## Task description
In the essay on higher education, what prison term do professors who teach at the Belarusian Collegium face if convicted?
━━ Text excerpt ━━
Nothing fails like success.
Consider vaccines. It’s rather easy to worry about pesudo-scientific links between vaccines an autism, or even the small percentage of real adverse consequences of childhood immunization, when you aren’t concerned that your child is going to die of polio, the measles, or whooping cough. But when people stop taking the vaccines, these diseases come back.
We see a similar process in the economic policy front. The prior decades saw significant deregulation of the financial industry because, in part, most policymakers and voters stopped worrying about possibility of massive financial shocks. The regulations simply become barriers to making more money; critics decried them as atavistic. The result: a series of policy changes that arguably helped get us into our current economic mess.
I think something similar may be gathering momentum with respect to the US system of higher education.
For all its faults[1], the system works well enough that we take it for granted. Taylor’s much–discussed opinion-editorial provides a good example of this dynamic. It is only because of the many basic things the system does right that someone can worry about its “policy relevance” or its problems of disciplinary “overspecialization”[2].
A recent Chronicle story on the “Underground University” in Minsk drives home just how important all the basic things about higher education, including its role in a well-functioning civil society, really are.
For 10 years now, professors of the Belarusian Collegium have held classes in private apartments and rented offices. The institution, known as the “underground university,” is not officially registered. Under the regime of Aleksandr G. Lukashenko, the dictator who has been in power for 15 years, professors who teach at the collegium face three years in prison if convicted.
They are the cream of the Belarussian intellectual elite: scholars, writers, critics, journalists. Some of them, including the head of university, Ales Antsipenka, lost the right to teach at state institutions after working in the 1990s for the George Soros Fund, which Mr. Antsipenka directed. In 1997 Belarussian authorities shut down the fund, which had invested in medical, cultural, and educational programs, and seized its $3-million bank account.
“It meant only one thing to us: A frightening time of repression of academics and intellectuals had returned to Belarus,” says Mr. Antsipenka.
Those fears were borne out. In the decade following 1997, Belarusian State University expelled students and fired professors for participating in political opposition movements or for expressing views critical of the government. In 2004, after authorities terminated the lease on some rented classrooms, the university had to move out and re-establish its main campus in exile, in neighboring Lithuania.
Other state universities, where faculty members were more compliant, remained open. But academics wishing to teach without government interference had a choice: Either leave the country or stay and teach in the underground.
In 1997 a handful of such academics joined activists and journalists to form the Belarusian Collegium. “We realized we could not officially register, but if we kept a low profile we could still teach students in the underground,” Mr. Antsipenka says.
The founders declared in a statement: “We are few now, but once our institute is born, we will multiply.” Beginning with four professors, the faculty has grown to 50, who teach about 100 students.
The stated aim of the collegium is “to revive the multicultural Belarussian tradition, to promote the democratic transition of Belarussian society within the European civilization and pan-European integration process.” Its classrooms are the only places in Belarus where professors can teach freely in what they consider postcolonial studies of their country.
━━━
━━ Source information ━━
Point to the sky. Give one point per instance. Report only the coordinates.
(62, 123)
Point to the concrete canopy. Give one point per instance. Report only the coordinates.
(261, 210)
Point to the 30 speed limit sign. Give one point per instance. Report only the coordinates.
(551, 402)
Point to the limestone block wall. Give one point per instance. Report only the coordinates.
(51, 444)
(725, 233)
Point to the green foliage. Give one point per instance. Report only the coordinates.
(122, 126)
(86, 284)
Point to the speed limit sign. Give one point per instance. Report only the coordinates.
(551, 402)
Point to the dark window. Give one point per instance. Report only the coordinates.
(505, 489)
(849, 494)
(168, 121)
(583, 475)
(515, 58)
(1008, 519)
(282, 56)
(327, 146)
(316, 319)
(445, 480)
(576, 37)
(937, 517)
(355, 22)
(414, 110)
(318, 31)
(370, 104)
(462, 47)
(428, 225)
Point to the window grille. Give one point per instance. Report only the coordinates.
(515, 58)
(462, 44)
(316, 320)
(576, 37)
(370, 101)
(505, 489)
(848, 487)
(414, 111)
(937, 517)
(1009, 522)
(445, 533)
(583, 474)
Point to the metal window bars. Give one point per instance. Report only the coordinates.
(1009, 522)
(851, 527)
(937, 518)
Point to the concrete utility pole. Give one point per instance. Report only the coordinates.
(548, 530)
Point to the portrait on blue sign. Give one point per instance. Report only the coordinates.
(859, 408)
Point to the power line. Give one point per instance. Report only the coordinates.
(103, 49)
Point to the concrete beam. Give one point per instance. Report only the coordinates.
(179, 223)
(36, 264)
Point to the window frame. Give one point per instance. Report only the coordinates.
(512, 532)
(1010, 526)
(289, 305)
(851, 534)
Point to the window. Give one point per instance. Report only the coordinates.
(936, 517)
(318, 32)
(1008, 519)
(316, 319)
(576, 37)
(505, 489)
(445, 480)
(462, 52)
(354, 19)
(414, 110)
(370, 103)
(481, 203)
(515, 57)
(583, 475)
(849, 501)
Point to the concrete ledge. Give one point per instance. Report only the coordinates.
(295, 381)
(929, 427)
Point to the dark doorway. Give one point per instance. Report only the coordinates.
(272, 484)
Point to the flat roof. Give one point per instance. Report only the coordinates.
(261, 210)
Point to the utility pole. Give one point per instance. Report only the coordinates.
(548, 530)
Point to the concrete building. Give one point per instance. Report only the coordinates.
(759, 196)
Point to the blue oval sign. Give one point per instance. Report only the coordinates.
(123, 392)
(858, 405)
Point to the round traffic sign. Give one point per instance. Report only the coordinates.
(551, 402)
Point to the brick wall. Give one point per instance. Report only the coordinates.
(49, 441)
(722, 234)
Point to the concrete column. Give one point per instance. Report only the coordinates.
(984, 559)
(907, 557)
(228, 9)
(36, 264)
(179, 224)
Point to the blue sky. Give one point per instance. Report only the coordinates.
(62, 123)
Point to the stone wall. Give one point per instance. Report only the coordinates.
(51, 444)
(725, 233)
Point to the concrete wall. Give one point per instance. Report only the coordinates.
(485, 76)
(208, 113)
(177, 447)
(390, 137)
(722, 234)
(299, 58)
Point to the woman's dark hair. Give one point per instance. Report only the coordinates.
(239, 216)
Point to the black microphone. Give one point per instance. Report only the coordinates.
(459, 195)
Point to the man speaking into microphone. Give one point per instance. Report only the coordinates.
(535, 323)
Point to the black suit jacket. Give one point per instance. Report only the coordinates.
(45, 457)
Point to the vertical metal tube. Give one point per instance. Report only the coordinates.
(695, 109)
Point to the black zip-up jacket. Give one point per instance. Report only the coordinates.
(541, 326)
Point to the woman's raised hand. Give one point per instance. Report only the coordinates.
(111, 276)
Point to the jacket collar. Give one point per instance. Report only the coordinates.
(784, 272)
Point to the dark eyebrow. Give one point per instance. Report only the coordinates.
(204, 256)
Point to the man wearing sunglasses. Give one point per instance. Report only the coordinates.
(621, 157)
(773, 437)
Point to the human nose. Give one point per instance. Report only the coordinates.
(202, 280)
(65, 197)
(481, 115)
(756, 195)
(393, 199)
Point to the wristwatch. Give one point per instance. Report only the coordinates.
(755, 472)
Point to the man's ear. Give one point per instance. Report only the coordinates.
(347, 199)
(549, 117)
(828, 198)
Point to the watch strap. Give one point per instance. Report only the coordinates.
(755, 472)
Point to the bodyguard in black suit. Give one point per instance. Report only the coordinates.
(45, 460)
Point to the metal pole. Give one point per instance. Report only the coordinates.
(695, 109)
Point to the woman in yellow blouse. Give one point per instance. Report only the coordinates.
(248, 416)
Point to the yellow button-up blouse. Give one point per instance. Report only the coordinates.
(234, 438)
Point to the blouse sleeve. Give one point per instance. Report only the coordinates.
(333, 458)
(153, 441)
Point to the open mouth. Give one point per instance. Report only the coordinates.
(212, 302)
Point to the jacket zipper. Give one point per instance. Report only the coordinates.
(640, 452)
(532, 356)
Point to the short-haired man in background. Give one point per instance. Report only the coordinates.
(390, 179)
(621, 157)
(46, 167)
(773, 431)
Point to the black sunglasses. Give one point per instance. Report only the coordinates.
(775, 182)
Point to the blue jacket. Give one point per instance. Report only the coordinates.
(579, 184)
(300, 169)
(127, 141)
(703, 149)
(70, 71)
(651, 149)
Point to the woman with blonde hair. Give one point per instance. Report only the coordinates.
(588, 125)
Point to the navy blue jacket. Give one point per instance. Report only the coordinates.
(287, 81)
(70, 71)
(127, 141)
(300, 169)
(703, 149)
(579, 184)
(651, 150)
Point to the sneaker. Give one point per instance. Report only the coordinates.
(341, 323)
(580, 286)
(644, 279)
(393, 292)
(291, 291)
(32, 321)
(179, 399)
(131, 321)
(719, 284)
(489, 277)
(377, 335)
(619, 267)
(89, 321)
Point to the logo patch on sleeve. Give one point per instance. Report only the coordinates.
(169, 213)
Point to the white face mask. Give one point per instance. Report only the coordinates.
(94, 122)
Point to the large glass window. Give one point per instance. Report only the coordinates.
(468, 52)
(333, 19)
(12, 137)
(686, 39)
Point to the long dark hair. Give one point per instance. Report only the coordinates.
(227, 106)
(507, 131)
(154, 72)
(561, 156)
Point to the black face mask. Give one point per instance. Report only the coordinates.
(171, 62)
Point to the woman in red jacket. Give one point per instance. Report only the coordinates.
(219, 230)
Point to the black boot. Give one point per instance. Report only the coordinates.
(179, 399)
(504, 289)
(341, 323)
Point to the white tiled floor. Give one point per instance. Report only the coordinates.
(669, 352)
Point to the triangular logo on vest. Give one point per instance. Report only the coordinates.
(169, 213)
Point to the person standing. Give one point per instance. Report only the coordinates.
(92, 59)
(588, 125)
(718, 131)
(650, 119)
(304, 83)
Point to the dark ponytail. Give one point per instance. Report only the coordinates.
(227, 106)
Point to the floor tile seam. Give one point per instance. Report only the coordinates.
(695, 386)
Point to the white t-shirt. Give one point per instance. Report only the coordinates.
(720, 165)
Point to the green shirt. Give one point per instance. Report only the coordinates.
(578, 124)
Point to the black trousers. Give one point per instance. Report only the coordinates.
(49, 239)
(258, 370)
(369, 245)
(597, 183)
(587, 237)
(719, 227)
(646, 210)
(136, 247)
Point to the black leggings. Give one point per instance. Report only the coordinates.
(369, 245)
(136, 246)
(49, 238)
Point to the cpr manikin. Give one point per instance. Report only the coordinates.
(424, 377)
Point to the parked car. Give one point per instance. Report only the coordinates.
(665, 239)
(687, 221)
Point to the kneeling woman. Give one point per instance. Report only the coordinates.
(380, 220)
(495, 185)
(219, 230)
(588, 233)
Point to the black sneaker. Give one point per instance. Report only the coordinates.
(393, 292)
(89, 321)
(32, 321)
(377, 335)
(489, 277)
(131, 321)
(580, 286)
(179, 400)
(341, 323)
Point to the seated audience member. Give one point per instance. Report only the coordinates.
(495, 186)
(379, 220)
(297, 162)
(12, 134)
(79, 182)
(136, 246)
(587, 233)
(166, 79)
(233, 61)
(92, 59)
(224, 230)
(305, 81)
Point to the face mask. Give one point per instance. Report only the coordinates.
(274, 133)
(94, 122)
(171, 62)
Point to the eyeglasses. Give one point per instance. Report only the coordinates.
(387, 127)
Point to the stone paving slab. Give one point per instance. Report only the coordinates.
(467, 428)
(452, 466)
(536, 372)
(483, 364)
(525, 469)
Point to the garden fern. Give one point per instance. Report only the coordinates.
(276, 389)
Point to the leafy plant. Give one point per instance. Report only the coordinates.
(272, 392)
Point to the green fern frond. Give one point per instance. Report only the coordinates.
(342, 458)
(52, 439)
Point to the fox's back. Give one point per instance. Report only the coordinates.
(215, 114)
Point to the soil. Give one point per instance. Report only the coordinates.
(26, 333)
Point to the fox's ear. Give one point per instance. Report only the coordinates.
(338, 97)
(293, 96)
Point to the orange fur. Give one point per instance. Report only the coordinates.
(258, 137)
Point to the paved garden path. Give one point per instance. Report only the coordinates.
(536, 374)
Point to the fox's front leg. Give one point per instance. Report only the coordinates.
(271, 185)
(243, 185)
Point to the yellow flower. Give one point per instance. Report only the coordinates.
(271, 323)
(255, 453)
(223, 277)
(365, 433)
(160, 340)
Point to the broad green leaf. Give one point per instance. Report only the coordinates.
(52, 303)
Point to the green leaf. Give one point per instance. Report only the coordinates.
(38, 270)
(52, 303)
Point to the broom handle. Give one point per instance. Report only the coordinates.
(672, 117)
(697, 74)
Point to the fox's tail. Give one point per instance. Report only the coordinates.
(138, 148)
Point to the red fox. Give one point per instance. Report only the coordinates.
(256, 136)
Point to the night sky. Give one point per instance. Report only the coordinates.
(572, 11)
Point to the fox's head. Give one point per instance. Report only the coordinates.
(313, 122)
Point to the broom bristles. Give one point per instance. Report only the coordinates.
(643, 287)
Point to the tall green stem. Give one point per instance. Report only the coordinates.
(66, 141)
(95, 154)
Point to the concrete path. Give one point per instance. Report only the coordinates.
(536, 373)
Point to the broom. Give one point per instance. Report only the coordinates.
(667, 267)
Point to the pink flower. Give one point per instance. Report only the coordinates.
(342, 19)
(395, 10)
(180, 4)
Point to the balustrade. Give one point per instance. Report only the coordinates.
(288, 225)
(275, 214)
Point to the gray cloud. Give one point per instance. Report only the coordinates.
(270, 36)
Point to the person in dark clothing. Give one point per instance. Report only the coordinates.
━━━
## Your solution
Three years in prison.